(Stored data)
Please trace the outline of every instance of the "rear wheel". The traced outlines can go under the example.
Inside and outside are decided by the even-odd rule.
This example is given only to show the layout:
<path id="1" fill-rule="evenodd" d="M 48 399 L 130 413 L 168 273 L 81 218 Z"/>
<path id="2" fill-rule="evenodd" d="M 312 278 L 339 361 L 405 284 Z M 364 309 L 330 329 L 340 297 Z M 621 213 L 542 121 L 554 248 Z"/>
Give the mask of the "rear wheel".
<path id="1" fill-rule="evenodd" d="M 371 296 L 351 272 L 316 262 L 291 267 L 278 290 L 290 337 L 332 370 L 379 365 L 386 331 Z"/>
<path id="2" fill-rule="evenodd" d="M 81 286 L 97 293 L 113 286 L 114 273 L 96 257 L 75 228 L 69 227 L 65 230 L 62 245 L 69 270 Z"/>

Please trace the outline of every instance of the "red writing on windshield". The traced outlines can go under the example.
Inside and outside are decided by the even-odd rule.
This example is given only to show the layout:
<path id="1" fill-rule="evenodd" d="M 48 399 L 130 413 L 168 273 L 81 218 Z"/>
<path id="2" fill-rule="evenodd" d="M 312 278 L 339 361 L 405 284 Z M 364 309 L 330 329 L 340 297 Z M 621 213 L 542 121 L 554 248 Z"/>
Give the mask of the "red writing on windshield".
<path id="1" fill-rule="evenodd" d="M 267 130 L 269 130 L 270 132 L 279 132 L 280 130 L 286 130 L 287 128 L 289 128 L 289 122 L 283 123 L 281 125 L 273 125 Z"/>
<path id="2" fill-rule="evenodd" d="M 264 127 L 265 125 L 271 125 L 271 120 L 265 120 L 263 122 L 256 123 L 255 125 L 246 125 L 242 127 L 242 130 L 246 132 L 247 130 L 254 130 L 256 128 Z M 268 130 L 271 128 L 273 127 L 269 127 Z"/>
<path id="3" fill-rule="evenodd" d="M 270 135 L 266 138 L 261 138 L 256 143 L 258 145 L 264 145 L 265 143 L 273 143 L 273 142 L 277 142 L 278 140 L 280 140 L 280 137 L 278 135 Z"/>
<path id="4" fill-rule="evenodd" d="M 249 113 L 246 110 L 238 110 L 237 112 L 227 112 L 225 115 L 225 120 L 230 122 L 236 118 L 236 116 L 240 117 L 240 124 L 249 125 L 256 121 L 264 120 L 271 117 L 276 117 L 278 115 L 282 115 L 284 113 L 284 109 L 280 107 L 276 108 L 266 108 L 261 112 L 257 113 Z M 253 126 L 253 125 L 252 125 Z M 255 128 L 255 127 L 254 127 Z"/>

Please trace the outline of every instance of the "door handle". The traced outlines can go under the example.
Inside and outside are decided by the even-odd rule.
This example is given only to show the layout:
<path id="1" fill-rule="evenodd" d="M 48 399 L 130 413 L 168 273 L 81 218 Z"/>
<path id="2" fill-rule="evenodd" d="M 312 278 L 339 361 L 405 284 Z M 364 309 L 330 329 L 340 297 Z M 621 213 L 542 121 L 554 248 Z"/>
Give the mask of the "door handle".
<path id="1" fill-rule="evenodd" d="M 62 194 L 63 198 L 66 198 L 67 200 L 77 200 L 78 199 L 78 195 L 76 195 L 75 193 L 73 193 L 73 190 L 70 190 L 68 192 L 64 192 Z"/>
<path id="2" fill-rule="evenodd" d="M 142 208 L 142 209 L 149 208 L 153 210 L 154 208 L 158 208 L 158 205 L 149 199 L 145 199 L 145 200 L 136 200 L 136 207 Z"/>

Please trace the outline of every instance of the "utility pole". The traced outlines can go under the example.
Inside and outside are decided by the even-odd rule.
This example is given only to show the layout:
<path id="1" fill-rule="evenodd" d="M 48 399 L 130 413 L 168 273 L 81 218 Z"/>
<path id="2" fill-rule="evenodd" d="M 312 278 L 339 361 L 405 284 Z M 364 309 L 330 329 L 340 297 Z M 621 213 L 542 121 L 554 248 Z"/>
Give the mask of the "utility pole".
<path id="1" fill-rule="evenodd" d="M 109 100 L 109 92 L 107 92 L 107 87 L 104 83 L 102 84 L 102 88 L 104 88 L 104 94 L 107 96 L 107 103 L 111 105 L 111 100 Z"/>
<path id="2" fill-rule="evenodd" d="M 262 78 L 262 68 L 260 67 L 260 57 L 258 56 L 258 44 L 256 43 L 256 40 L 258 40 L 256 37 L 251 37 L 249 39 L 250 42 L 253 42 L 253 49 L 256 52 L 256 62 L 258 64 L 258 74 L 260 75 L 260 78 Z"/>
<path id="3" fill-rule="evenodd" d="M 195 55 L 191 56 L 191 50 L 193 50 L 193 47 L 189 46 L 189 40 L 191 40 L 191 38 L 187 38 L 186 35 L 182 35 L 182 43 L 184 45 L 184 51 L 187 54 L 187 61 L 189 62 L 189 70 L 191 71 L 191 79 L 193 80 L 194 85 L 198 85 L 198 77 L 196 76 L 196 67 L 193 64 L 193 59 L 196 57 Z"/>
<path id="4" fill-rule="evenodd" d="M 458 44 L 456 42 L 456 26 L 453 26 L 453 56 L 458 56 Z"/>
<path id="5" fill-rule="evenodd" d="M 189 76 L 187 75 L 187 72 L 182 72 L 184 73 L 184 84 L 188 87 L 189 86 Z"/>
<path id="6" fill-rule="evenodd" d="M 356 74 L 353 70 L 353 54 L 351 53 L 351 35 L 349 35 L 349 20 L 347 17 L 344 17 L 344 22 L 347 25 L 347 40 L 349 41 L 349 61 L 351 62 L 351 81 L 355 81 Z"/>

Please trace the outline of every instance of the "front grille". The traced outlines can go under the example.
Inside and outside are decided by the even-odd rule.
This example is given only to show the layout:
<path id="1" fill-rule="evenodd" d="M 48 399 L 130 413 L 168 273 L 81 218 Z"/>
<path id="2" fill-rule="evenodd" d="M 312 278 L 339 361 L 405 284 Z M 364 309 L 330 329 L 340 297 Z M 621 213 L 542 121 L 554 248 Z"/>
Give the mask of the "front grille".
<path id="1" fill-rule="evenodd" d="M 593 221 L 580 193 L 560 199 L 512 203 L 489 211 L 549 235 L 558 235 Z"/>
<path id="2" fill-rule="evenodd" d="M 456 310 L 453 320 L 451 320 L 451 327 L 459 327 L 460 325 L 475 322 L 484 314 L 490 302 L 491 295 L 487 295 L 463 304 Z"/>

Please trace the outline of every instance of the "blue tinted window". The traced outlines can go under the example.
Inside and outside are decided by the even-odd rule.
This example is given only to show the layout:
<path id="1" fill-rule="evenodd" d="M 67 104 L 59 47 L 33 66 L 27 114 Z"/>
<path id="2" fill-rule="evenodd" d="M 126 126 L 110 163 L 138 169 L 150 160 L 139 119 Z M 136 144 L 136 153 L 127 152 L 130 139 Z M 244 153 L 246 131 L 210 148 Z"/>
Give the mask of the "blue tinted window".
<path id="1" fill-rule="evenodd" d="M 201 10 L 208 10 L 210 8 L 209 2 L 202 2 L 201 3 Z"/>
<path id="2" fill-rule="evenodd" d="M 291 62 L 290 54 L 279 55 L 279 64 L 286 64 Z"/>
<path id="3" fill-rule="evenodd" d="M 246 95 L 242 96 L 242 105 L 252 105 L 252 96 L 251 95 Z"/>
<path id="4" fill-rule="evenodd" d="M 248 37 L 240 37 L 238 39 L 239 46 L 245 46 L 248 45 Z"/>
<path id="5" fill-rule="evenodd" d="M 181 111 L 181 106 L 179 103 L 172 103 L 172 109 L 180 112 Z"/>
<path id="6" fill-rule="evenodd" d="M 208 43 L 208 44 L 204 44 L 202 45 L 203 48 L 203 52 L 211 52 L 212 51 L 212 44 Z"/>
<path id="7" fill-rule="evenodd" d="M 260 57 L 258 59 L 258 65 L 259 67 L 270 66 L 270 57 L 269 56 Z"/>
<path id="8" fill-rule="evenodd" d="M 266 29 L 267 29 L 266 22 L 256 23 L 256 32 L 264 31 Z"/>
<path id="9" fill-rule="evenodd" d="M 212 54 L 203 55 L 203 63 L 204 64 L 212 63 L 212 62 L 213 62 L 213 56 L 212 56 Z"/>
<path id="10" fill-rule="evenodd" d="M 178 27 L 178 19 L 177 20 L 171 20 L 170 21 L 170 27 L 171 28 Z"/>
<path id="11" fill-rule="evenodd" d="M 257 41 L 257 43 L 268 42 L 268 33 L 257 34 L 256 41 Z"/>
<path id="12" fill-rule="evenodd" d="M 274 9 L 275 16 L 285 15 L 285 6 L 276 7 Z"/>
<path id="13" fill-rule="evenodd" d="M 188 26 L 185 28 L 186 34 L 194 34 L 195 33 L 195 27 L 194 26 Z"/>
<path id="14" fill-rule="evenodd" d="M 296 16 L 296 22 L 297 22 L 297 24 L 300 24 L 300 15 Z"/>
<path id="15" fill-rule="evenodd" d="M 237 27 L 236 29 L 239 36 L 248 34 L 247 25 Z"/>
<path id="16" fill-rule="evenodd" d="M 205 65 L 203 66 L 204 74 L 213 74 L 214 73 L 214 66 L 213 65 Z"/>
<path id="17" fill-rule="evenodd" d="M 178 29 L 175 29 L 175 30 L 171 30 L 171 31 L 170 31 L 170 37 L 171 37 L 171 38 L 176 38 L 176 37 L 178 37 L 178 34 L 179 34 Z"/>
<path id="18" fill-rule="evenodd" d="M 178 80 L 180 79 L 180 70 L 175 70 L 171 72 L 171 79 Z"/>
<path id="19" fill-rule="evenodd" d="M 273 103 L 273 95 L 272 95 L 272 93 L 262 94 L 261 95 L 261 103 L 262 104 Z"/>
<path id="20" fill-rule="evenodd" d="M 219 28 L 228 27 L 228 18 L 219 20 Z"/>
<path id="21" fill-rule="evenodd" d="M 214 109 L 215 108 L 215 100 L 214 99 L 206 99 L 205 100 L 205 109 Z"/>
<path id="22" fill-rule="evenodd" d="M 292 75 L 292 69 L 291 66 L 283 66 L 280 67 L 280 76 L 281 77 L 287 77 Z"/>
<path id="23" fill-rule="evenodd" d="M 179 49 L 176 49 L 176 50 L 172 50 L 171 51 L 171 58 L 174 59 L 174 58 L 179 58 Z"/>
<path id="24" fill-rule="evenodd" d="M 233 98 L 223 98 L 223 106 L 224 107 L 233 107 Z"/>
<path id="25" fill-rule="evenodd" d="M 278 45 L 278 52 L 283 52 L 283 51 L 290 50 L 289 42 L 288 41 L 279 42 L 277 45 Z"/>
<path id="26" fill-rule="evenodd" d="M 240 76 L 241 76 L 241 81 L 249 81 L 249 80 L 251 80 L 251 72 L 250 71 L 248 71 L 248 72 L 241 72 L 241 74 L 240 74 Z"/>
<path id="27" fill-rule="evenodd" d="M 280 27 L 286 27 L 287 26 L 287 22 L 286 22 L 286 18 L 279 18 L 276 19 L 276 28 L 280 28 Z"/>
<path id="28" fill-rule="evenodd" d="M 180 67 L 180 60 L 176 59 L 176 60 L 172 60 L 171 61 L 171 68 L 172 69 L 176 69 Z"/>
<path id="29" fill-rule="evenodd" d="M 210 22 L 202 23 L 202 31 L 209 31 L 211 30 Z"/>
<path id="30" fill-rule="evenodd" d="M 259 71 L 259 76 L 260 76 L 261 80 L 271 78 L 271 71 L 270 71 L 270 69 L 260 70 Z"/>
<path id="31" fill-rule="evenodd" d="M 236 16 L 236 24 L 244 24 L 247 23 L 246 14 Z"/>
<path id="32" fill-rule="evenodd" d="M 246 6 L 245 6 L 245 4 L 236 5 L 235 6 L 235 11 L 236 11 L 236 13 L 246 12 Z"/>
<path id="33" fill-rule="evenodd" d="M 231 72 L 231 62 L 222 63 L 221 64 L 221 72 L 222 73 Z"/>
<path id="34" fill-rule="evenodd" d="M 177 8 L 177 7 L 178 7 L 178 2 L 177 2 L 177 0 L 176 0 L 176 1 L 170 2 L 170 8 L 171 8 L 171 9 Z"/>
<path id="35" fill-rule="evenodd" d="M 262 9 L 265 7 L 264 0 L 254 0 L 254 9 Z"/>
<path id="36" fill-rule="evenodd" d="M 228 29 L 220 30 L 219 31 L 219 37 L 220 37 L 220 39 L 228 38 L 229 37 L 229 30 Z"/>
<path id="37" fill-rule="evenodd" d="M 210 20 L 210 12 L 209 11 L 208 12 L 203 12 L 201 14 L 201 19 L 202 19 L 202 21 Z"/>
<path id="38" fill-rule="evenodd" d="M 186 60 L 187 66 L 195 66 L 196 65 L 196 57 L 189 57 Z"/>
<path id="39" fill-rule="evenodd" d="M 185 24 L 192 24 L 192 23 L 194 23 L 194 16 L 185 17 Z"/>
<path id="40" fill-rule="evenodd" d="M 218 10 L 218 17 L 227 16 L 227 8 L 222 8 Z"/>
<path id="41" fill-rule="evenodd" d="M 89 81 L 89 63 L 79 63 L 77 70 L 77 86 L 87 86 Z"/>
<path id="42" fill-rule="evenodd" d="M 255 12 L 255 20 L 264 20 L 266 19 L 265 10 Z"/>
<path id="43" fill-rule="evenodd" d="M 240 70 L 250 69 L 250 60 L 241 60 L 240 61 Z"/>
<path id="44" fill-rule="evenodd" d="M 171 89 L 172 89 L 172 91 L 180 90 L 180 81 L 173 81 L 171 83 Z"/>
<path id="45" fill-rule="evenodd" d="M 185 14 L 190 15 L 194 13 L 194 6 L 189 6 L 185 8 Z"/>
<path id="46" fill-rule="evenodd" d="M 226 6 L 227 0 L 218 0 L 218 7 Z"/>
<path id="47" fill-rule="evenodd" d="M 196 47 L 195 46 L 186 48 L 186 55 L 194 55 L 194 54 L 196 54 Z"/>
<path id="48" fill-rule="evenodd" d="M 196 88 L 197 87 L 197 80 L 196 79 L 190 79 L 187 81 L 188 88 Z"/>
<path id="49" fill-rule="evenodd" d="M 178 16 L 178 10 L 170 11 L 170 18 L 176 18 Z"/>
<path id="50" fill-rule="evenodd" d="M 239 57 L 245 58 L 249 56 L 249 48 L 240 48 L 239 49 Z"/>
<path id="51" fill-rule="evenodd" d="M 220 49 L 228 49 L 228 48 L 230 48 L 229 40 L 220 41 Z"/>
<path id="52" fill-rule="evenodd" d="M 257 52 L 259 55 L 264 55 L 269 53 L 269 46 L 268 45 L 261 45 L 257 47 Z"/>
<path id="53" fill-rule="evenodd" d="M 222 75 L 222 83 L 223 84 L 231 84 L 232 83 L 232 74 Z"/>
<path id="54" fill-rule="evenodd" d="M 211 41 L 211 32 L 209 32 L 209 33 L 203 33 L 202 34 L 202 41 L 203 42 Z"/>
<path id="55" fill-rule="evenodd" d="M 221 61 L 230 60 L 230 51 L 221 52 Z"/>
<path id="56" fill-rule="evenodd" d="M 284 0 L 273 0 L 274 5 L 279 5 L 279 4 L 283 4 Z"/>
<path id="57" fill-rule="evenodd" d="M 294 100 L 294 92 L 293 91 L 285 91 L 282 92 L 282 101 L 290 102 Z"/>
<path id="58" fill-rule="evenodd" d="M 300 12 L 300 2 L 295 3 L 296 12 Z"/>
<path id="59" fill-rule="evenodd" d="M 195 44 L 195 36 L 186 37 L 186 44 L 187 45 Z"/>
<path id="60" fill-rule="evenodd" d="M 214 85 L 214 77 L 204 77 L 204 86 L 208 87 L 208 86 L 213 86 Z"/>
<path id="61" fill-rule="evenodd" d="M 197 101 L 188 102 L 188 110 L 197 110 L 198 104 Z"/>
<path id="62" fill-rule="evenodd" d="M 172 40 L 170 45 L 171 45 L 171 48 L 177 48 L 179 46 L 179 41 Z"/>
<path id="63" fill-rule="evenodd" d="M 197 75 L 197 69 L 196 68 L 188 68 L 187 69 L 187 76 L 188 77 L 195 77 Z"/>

__Activity__
Scan the records above for the word "traced" and return every line where it occurs.

__Expected answer__
Please trace the outline of every instance of the "rear wheel". The traced outlines can go under the example.
Please trace the outline of every instance of the "red writing on windshield". The traced outlines can go under the example.
Please trace the outline of every instance of the "door handle". The traced outlines can go under the example.
Please trace the outline of every instance of the "utility pole". The traced outlines can go under the example.
Please trace the outline of every instance of the "front grille". The traced outlines can go under the example.
Please trace the outline of every instance of the "blue tinted window". The traced outlines can go under the example.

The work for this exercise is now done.